Chance of system state recurrence for stability

Interactions between financial instruments are often used when considering financial risk, and this is particularly true when portfolio construction is concerned. Within a portfolio, assets that are correlated can be seen as increasing risk, as this limits diversification and makes the portfolio less resistant to shocks: conversely assets that are negatively correlated are some times used to mitigate risk by the increase in one counteracting the decrease in the other. Similarly the causality structure within a portfolio (where known) can be carefully selected to reduce overall risk, leading to the effectiveness of the portfolio being heavily connected with this causality structure. Due to this it is important for portfolio managers that this causality structure does not change as it could force them to have to reconstruct their portfolio, and this motivates a desire for a metric for how likely a system is to maintain its current causality structure. In the context of our network this problem can be seen as a metric relating to the likelihood of a transition from a causality pattern to have no Total Difference in Causality, i.e. \(\alpha = 0\). This process is often referred to as a self-loop or self transition, where the causality pattern does not change over a time step (loops that taken multiple time steps to return to their original position are not classically considered self-loops and are not of interest here).

▸ **Direction**: Pick up the passage on the stability of a portfolio's causality structure where it stops and keep writing it.

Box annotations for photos

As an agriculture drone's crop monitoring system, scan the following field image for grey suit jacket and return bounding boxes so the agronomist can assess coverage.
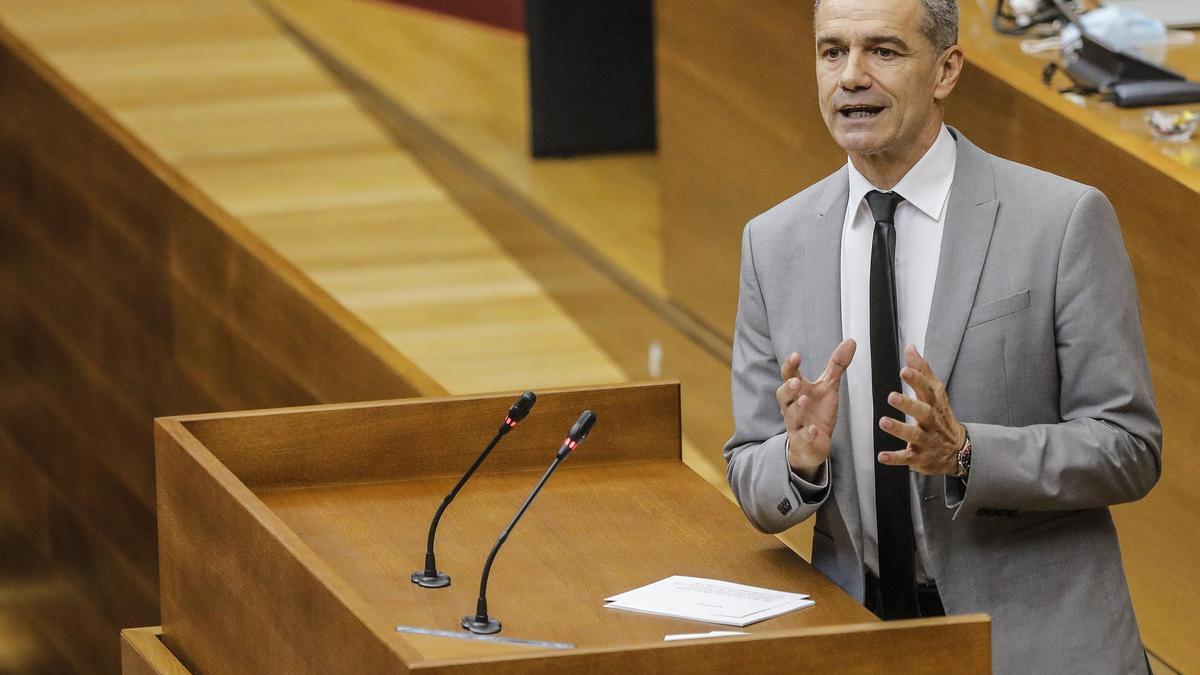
[725,130,1162,674]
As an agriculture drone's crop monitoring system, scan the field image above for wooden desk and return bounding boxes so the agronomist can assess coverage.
[656,0,1200,669]
[156,383,991,673]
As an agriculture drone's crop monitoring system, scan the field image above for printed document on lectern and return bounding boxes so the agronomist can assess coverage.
[605,575,815,626]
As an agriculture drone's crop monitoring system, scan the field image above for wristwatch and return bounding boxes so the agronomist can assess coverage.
[955,426,971,480]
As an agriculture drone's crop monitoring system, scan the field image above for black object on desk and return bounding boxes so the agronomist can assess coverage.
[1112,80,1200,108]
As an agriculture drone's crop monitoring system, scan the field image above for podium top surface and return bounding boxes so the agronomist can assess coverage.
[156,383,986,673]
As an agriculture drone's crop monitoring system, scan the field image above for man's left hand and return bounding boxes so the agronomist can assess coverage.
[878,345,967,476]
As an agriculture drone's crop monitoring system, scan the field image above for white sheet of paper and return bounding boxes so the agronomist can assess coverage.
[605,575,815,627]
[662,631,750,643]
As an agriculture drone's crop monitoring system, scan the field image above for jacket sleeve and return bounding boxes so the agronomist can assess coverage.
[725,221,833,533]
[947,190,1162,518]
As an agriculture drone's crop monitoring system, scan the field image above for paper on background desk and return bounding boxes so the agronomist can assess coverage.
[605,575,816,627]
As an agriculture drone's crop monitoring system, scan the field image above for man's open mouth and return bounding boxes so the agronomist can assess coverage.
[838,106,883,119]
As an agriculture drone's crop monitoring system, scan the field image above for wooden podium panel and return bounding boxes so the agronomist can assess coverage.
[157,383,990,673]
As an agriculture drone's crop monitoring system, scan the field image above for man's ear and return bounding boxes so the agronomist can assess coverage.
[934,44,962,102]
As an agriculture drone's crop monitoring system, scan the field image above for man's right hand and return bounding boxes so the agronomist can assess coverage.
[775,340,856,480]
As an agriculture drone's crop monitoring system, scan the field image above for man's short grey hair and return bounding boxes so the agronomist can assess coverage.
[812,0,959,52]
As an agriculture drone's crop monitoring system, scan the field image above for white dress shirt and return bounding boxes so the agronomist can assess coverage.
[792,125,958,581]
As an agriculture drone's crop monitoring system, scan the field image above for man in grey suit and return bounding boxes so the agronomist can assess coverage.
[725,0,1162,673]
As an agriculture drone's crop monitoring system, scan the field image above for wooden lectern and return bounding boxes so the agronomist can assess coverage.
[142,383,990,674]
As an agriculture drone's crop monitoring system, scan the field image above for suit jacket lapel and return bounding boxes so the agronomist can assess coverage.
[925,129,998,383]
[799,168,863,560]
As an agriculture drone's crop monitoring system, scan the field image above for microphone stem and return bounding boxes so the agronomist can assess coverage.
[475,446,568,607]
[425,424,511,559]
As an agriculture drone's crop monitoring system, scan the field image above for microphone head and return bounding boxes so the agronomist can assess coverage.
[566,410,596,444]
[509,392,538,424]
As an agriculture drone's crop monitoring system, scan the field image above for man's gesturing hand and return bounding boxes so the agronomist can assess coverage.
[880,345,967,476]
[775,340,856,480]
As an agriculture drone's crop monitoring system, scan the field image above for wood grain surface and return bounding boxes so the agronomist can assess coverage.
[121,626,188,675]
[157,386,990,673]
[252,0,777,555]
[0,2,444,671]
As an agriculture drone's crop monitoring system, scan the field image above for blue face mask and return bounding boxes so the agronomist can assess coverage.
[1062,5,1166,64]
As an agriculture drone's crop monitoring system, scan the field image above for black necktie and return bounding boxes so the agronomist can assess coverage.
[866,190,918,619]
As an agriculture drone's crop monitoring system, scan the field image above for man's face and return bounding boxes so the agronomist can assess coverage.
[815,0,953,157]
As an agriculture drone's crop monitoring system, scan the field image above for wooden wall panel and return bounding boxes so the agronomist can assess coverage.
[0,15,444,671]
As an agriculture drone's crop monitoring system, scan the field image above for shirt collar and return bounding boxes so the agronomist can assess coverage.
[846,124,958,221]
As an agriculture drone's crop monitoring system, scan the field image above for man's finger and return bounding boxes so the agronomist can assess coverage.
[904,345,934,376]
[876,449,917,466]
[821,338,858,382]
[775,377,800,410]
[779,352,800,382]
[888,392,934,423]
[880,417,922,444]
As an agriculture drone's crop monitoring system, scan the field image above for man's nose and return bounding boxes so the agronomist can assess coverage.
[839,49,871,91]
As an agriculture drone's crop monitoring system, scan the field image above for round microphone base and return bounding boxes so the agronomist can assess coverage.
[409,569,450,589]
[462,615,500,635]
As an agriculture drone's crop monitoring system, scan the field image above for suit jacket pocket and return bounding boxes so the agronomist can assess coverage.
[1006,508,1104,542]
[967,288,1030,328]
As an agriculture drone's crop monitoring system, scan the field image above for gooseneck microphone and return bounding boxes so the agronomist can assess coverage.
[410,392,538,589]
[462,410,596,635]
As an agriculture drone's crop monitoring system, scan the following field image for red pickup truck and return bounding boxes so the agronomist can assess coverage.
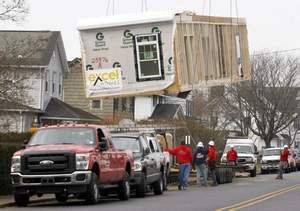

▸ **The reply**:
The concept of self-loops occurs in many branches of research, for example: (1) in modularity techniques, for the purpose of separating the internal links of a community from those connecting the community to others65,66,67; (2) in Markov chains, where each state will have a probability of transitioning to itself, and is often a pre-defined value68; and (3) in complex networks, where the overall percentage of self-loops for a network is analysed, and specific self-loop edges with a high frequncy are discussed36. For the above case we are interested in a self-loop measure that can be discussed in terms of individual nodes, where each node has a probability of self-loop associated with it. Due to the variety of self-loop usage in the literature we give a definition of this metric for our USIC-Network below.

This problem can be seen as similar to that of determining the degree of a node, though unlike the degree that is often for a directed network separated out into a in and out degree we desire to separate this further into a self-loop degree. Here we present a definition of the chance of a self loop, using the following functions that are applicable to any given representative node in network \({{\mathscr {N}}}\).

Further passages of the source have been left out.